Written instruction: Copy the records below exactly as they are written.

Records contained in a dataset:
## BEGIN
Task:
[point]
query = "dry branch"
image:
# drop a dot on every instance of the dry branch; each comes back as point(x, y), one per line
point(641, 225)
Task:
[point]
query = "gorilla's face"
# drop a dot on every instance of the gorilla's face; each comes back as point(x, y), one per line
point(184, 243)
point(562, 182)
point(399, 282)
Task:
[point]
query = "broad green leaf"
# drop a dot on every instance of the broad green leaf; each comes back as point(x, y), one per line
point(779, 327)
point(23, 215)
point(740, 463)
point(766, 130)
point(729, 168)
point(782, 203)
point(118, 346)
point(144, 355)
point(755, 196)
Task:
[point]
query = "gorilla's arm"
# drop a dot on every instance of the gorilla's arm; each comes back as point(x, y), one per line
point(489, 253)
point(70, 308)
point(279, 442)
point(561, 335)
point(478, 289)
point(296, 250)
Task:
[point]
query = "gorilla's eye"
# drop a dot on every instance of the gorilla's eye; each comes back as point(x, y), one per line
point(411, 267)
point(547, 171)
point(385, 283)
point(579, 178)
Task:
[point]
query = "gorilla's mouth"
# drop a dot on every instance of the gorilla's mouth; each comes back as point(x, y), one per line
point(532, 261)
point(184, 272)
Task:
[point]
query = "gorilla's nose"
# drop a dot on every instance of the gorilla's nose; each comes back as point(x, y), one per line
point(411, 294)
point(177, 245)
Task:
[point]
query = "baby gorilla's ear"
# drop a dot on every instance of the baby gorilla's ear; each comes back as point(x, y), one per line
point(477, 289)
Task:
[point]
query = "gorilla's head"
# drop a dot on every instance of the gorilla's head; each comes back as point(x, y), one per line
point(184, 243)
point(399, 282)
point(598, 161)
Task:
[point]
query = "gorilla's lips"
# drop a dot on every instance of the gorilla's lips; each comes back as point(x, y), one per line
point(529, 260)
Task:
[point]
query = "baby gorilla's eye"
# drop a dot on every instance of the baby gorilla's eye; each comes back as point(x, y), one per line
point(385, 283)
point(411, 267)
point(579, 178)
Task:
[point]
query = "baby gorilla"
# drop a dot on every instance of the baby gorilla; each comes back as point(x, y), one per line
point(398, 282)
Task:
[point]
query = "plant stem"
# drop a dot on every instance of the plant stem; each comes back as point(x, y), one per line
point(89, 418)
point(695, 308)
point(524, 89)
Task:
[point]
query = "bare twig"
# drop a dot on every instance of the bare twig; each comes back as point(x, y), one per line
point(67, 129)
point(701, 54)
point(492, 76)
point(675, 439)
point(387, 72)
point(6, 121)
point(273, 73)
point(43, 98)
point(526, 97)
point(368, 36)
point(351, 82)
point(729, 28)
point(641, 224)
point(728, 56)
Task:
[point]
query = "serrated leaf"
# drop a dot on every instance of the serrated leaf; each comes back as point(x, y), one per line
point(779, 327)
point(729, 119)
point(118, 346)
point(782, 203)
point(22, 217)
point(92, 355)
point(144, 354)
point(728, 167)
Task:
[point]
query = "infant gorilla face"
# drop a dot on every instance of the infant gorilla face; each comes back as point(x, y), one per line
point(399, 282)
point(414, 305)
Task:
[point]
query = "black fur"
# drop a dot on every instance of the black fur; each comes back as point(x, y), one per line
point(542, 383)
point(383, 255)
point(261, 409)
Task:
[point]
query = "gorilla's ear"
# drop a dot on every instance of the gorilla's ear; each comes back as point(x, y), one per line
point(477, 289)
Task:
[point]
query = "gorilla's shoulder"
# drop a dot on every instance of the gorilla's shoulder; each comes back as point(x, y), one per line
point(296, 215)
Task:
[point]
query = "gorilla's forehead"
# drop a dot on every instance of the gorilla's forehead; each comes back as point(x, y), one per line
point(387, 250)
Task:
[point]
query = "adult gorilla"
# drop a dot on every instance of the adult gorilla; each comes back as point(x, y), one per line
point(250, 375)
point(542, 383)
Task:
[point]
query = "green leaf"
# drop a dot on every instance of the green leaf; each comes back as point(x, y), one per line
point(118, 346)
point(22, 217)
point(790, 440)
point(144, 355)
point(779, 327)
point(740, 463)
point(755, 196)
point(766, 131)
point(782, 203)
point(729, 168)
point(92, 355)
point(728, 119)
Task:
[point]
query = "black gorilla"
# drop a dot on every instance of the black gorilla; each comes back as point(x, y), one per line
## END
Solution to the exercise:
Task:
[point]
query = "dry branch"
image:
# drop a dot on every instance of the dry branch; each comes back as point(x, y), one per line
point(641, 225)
Task:
[point]
query = "gorilla's face"
# drop a dot on every instance of the gorilla's face; each comes back as point(x, y), one per line
point(184, 243)
point(562, 182)
point(399, 282)
Task:
[point]
query = "broad green leaf"
# drop a dot on every instance of the broad green leaf; each comes back as point(x, y), one per line
point(779, 327)
point(23, 215)
point(740, 463)
point(766, 130)
point(729, 168)
point(782, 203)
point(118, 346)
point(144, 355)
point(755, 196)
Task:
[point]
query = "gorilla's arm"
# drop a dot on every instance of the gorilla's arm; each comes back as point(x, y), one per line
point(489, 253)
point(70, 308)
point(279, 442)
point(561, 335)
point(478, 289)
point(296, 250)
Task:
[point]
query = "gorilla's eye"
# drop a dot on every instance of the gorilla's eye; each comes back as point(x, y), one per line
point(411, 267)
point(547, 171)
point(385, 283)
point(579, 178)
Task:
[point]
query = "gorilla's mouth"
# drop a dot on every instance of the gorilla's mouth; each comes back as point(x, y), one per line
point(532, 261)
point(184, 272)
Task:
[point]
query = "gorilla's nose"
# drop a dot on every instance of the gorilla's nose; each comes back as point(x, y), one per line
point(411, 294)
point(177, 245)
Task:
[point]
query = "baby gorilla's ear"
# drop a dot on every instance of the baby gorilla's ear; each comes back as point(x, y), one per line
point(477, 289)
Task:
[point]
query = "gorilla's head"
# drop a dot on every instance of the gorilla's head; each comes back as point(x, y), one per line
point(184, 243)
point(399, 282)
point(598, 161)
Task:
[point]
query = "gorilla's lips"
# drop a dot on every instance of the gorilla's lips; each comes back as point(x, y), one per line
point(529, 260)
Task:
[point]
query = "baby gorilla's eye"
# drop a dot on every instance of the baby gorilla's eye; each comes back as point(x, y), one per line
point(385, 283)
point(411, 267)
point(579, 178)
Task:
[point]
query = "baby gorilla"
# drop a dot on every instance of the baby gorilla; each comes back as point(x, y), one per line
point(398, 282)
Task:
[point]
query = "plant stem"
# drop a dot on every instance of the plant stem; each comes back as point(x, y), one per line
point(89, 418)
point(695, 308)
point(524, 89)
Task:
[point]
query = "bare twig"
# drop a dot on every instance of the bare twig; each comes back as point(x, y), one per line
point(67, 129)
point(701, 54)
point(492, 76)
point(675, 439)
point(387, 72)
point(6, 121)
point(273, 73)
point(43, 98)
point(526, 97)
point(368, 36)
point(351, 82)
point(729, 28)
point(641, 224)
point(728, 56)
Task:
[point]
query = "serrated leaf"
# drop a dot on every instance of the serrated leaf; each comes back as point(x, y), one per line
point(779, 327)
point(729, 119)
point(118, 346)
point(782, 203)
point(22, 217)
point(92, 355)
point(144, 354)
point(728, 167)
Task:
[point]
query = "infant gorilla face"
# drop a dot on every instance of the infant gorilla face; each comes back as point(x, y), one per line
point(399, 282)
point(414, 305)
Task:
[point]
query = "black fur"
# drop a dot on every instance of the black fur; each comes back as point(x, y), one per line
point(542, 383)
point(383, 255)
point(261, 409)
Task:
[point]
query = "gorilla's ear"
# drop a dot on every instance of the gorilla's ear; each comes back as point(x, y), one per line
point(477, 289)
Task:
[point]
query = "gorilla's shoulder"
# drop a dot on every instance of the gorilla's shoulder; each comes back as point(x, y), one per line
point(296, 215)
Task:
[point]
query = "gorilla's forehead"
# drop a dot on every instance of the gorilla's forehead; each comes back as point(x, y), one per line
point(387, 250)
Task:
[point]
query = "adult gorilla"
# drop a dot on every instance of the adult gorilla; each comes back as point(x, y), one per line
point(250, 375)
point(542, 383)
Task:
[point]
query = "green leaf"
# drop a dot on every instance of the green leaf; each comes back as point(x, y), one per line
point(118, 346)
point(22, 217)
point(790, 440)
point(144, 355)
point(779, 327)
point(740, 463)
point(755, 196)
point(766, 131)
point(782, 203)
point(729, 168)
point(92, 355)
point(728, 119)
Task:
[point]
query = "black gorilla"
# drop a dot on every instance of the black gorilla; each comes back as point(x, y), one per line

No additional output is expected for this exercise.